---------- INTERVIEWAUSSCHNITT
Thomas Guggeis: Für mich ist der Weg, erst einmal zu entschlüsseln, was diese schwarzen Pünktchen auf weißem Papier bedeuten. Ist das die Fünfte Beethoven? Und was ist die Fünfte Beethoven eigentlich? Das Autograph des Komponisten? Eine Partitur, die ich kaufe? Ein Stück auf einer CD? Oder nur das Live-Erlebnis? Sind es die Schallwellen? Es ist schwer zu definieren, dieser Übergang von etwas, was in einem Code niedergeschrieben ist, zu dem, was live passiert und was uns einzigartig berührt – und was deswegen seit hunderten Jahren unverändert geblieben ist. Das Orchester hat immer noch eine ähnliche Zusammensetzung. Es wurde etwas optimiert, aber die Grundidee ist gleich: Menschen kommen zusammen und versuchen, dieses Geheimnis von schwarzen Pünktchen zusammen zu ergründen. Das bewegt mich.
BR-KLASSIK: Erinnern Sie sich noch an die erste Partitur, die Sie studiert haben?
Thomas Guggeis: Dvořáks neunte Symphonie "Aus der Neuen Welt" mit einer Aufnahme von Ferenc Fricsay und den Berliner Philharmonikern.
BR-KLASSIK: Haben Sie dann gleich mitgesummt oder wie sah das aus?
Thomas Guggeis: Das war tatsächlich eine winzige Taschenpartitur. Ich komme vom Klavier, das ist mein Hauptinstrument. Und ich freue mich, dass ich inzwischen auch wieder mehr spiele. Nicht als Solist, aber als Kammermusikpartner und Liedbegleiter. Ich nutze das Klavier sehr viel für die Vorbereitung von Partituren. Das habe ich auch früher so gemacht. Ich nehme die Partitur und stelle das, was geht, am Klavier dar. Immer mal wieder mit anderem Fokus und einer anderen Stimmgruppe im Blick. Da kann man sehr viel probieren und einem Stück näherkommen. So bin ich auch dem Dirigieren nähergekommen.
BR-KLASSIK: Sie sind Generalmusikdirektor in Frankfurt, arbeiten aber auch mit anderen Orchestern. Zum Beispiel mit dem Orchester des Wandels, das sich gegen den Klimawandel einsetzt. Wie sieht das konkret aus?
--------------------
▶ **ZIEL DER AUFGABE**
Fassen Sie den Interviewausschnitt in zwei Sätzen zusammen. Die Zeilen werden für die Bearbeitung nicht benötigt.
---------- BEREITGESTELLTES MATERIAL
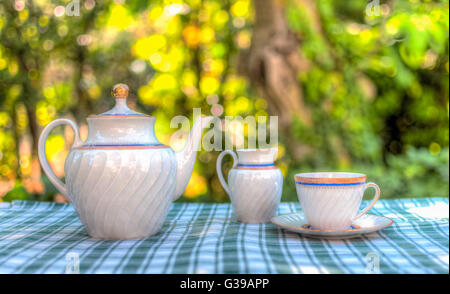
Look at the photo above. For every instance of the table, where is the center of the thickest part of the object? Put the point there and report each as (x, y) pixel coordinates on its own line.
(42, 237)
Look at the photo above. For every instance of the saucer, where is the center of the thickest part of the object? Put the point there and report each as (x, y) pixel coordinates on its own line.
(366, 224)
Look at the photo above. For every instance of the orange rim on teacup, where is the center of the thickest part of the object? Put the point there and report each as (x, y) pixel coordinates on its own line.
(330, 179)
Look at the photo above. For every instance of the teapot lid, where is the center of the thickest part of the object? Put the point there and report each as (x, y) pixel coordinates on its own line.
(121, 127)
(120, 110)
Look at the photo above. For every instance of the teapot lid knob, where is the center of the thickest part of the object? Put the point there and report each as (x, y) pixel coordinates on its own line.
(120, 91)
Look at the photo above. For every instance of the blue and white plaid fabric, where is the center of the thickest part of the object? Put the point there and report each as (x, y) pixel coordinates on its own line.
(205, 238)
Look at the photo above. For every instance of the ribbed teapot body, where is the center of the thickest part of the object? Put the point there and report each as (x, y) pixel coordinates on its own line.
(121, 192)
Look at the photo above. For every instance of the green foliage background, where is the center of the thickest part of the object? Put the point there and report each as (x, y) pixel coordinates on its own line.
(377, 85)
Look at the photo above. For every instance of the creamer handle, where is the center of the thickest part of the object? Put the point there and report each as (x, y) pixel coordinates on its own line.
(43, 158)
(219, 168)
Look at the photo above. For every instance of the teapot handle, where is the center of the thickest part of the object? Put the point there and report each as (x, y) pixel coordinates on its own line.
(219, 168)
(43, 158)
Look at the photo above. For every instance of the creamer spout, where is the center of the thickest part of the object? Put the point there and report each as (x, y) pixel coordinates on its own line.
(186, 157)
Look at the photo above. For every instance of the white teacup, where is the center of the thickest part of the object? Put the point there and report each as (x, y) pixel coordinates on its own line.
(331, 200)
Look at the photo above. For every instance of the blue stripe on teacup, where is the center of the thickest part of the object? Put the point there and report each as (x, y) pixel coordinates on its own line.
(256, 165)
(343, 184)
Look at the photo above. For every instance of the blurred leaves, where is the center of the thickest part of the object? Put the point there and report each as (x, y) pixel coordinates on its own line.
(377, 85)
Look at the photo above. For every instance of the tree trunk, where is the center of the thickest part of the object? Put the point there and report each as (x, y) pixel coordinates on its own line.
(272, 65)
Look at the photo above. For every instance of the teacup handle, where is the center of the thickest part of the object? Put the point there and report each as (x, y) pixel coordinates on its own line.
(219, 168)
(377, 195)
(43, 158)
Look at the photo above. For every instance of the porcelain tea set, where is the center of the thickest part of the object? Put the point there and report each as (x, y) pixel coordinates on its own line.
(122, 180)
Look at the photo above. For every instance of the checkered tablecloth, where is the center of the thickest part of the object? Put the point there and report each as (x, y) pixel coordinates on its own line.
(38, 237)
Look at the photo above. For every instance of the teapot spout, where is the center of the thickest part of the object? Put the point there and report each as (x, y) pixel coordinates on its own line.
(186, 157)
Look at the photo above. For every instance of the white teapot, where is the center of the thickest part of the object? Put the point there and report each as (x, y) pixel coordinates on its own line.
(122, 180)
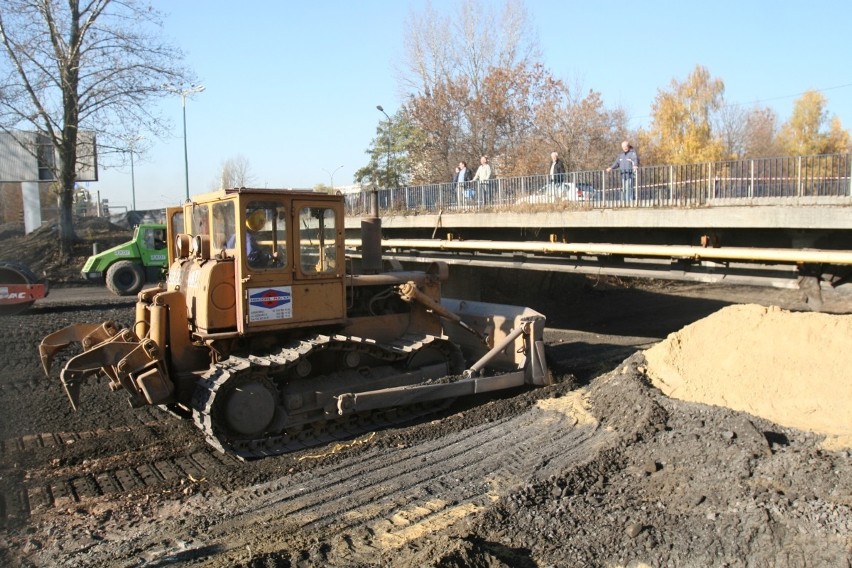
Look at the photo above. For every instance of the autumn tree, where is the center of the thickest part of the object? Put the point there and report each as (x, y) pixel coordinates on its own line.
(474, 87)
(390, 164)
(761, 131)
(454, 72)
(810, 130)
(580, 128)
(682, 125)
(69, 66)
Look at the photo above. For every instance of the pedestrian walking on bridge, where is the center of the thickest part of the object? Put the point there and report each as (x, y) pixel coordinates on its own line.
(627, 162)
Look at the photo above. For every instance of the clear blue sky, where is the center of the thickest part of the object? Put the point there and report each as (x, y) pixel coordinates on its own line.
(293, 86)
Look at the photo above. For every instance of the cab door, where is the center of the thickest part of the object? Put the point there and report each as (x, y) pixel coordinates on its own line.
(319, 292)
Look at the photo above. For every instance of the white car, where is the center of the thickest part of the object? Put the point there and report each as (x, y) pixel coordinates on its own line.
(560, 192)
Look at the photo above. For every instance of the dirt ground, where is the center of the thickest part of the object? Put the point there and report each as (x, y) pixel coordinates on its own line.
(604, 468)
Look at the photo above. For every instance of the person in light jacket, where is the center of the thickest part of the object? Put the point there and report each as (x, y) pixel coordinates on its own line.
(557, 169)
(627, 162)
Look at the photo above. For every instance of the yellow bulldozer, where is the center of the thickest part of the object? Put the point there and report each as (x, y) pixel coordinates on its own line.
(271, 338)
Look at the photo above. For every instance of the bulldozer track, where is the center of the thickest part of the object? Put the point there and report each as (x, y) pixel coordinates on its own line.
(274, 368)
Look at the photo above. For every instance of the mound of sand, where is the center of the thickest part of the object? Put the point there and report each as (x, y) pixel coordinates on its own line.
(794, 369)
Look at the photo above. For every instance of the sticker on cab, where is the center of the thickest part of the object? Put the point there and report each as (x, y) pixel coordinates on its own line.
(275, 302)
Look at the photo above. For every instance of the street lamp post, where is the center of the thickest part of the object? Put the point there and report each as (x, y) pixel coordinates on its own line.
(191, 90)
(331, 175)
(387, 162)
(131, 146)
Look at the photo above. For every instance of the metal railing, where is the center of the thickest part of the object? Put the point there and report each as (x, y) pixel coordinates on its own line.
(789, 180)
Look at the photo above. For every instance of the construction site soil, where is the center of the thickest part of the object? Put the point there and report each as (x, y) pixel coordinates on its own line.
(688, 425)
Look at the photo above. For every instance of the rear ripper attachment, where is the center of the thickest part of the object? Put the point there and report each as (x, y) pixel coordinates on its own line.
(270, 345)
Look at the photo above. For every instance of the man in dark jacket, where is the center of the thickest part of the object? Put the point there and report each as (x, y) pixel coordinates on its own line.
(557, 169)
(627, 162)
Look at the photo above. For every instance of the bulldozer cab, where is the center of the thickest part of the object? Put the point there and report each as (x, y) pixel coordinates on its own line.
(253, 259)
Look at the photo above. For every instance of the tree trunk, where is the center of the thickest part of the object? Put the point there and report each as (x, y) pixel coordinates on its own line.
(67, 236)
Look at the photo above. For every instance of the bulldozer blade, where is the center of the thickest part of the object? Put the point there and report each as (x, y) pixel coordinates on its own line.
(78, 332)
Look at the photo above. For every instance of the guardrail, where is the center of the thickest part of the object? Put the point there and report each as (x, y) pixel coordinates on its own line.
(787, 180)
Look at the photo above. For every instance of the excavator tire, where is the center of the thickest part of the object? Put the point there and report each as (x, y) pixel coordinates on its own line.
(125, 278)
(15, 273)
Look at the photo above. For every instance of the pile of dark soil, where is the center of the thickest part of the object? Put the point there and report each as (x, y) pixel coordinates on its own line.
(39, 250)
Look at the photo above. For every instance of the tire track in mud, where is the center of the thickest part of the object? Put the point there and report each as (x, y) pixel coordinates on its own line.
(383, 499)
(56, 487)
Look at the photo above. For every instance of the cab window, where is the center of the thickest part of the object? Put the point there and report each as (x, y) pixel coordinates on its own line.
--------------------
---------- BEREITGESTELLTES MATERIAL
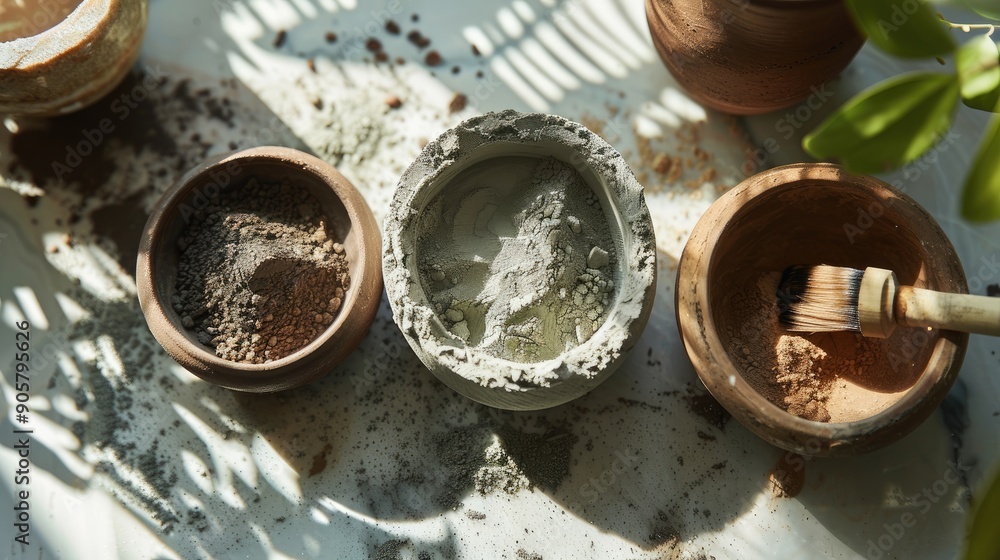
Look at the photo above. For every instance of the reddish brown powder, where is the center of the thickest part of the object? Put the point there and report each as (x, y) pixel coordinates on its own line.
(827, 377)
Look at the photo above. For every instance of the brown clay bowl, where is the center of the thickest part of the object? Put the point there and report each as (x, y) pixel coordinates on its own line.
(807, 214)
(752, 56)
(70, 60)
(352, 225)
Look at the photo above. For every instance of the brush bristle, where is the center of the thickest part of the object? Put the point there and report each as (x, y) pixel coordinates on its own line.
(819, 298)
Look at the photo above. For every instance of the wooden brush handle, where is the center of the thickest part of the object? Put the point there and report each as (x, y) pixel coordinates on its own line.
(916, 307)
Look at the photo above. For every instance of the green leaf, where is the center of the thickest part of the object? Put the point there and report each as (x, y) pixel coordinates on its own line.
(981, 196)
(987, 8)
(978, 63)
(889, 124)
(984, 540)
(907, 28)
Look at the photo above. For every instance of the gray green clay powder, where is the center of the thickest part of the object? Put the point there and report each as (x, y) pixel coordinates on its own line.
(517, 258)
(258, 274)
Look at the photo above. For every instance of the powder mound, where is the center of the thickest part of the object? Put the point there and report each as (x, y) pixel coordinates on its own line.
--------------------
---------- BEREITGESTELLTES MATERIAL
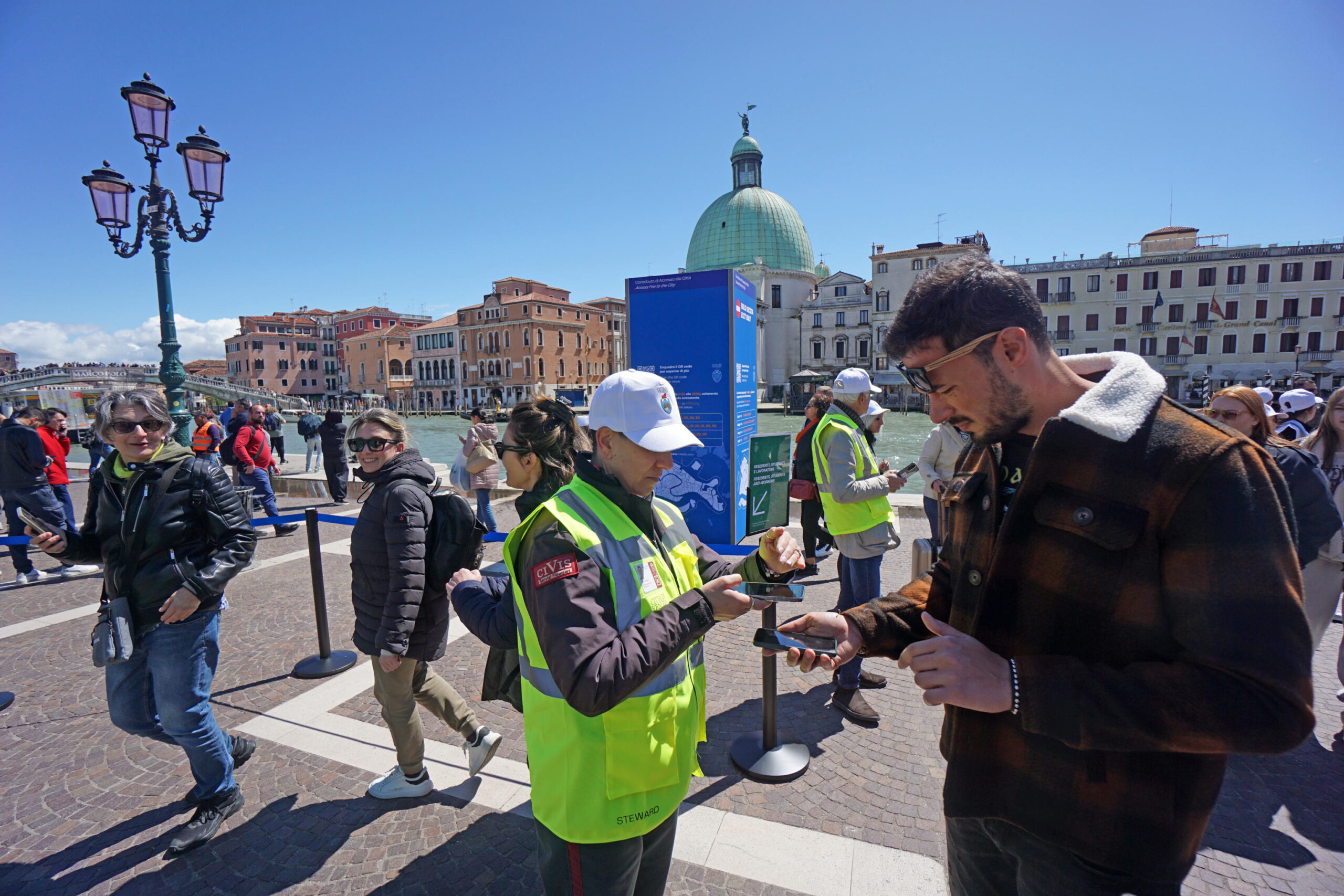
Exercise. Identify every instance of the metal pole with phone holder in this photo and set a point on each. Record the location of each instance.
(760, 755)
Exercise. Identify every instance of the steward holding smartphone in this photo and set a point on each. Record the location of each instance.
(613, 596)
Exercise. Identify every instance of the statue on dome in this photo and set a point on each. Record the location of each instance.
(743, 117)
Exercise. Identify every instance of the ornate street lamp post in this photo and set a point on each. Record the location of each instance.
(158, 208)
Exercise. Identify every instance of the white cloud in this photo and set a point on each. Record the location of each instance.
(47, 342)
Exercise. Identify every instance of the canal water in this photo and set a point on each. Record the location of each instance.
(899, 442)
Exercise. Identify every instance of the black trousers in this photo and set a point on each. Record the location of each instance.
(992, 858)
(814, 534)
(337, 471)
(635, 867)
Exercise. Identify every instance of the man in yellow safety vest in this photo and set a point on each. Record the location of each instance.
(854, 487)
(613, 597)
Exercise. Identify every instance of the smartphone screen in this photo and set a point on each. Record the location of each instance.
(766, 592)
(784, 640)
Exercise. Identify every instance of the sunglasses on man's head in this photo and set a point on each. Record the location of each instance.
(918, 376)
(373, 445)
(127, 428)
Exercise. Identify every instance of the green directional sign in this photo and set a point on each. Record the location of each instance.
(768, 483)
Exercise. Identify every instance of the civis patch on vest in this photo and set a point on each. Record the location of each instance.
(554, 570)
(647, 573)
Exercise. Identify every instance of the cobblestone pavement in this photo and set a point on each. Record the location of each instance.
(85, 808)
--------------------
▶ **SCHRIFTLICHE LÖSUNG**
Thomas Guggeis versteht seinen Weg als das Entschlüsseln der schwarzen Pünktchen auf weißem Papier und ist davon bewegt, dass Menschen im Orchester zusammenkommen, um dieses Geheimnis gemeinsam zu ergründen. Die erste Partitur, die er studierte, war Dvořáks neunte Symphonie; er bereitet Partituren am Klavier vor, seinem Hauptinstrument, und ist so auch dem Dirigieren nähergekommen.